(Natural language region descriptions)
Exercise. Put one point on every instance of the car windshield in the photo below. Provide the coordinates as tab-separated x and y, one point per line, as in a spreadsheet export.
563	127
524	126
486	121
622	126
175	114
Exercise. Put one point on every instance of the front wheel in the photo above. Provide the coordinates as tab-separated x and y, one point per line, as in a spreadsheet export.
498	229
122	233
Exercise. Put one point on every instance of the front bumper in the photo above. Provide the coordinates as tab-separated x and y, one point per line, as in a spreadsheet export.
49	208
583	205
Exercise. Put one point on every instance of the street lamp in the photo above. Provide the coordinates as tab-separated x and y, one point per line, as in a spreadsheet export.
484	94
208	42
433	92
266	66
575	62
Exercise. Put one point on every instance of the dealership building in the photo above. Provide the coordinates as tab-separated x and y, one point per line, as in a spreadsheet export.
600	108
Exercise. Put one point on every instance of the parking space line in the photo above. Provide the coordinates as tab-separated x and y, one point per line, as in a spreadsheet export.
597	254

#### TASK TO CARRY OUT
The task here is to output the line with "Exercise. Put one point on every instance of the dealership" and all lines after it to the end of the records above, exactly and only those.

#### ANSWER TO THIS PROBLEM
Exercise. Put one point on every instance of the dealership building in the photo above. Provide the coordinates as tab-separated x and y, one point per line, as in a spreadsheet export.
600	108
Exercise. Put one point on every instance of the parking space line in the photo above. Provide the coordinates as tab-separated x and y, one point per line, as in a spreadsheet export.
597	254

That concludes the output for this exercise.